Skip any picture you find and retype all the remaining lines exactly.

** Start of Material for this task **

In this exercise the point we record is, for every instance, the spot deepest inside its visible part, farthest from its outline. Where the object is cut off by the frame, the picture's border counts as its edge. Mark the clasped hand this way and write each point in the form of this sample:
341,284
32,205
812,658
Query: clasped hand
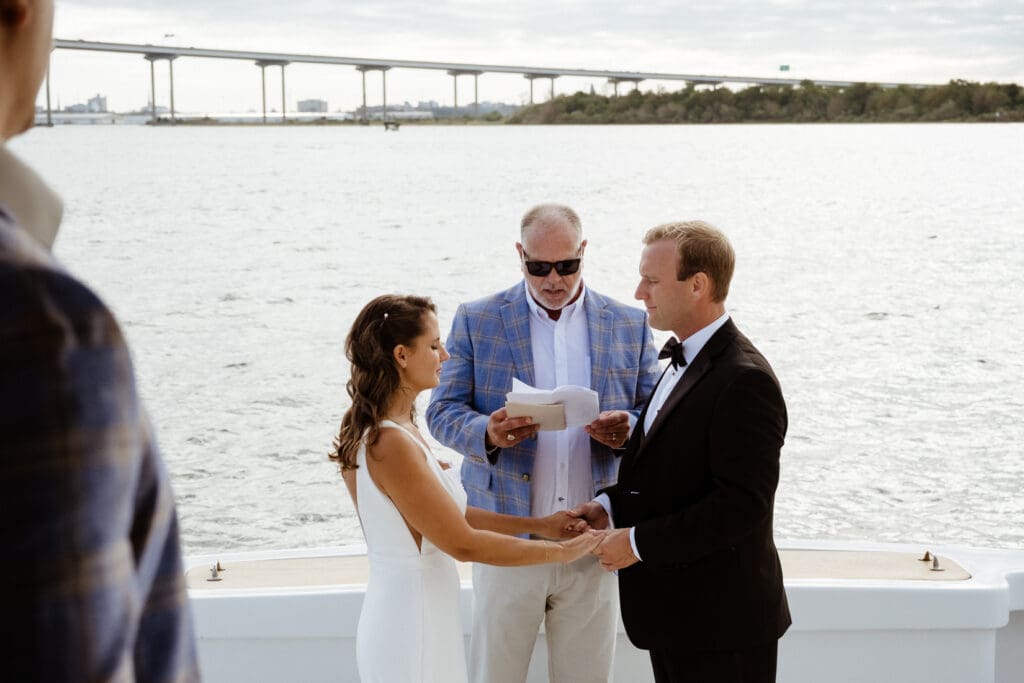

** End of Material for this task **

[Exercise response]
In this exercise the point we record is, for every instance, the spot deepest inside its visible part, farthest from its outline. Where the object is cut off by the frame, the picture's border counts as its edge. Mark the clasped hand this way and write each point in the form of this sample:
341,284
32,205
812,658
Query: clasped hand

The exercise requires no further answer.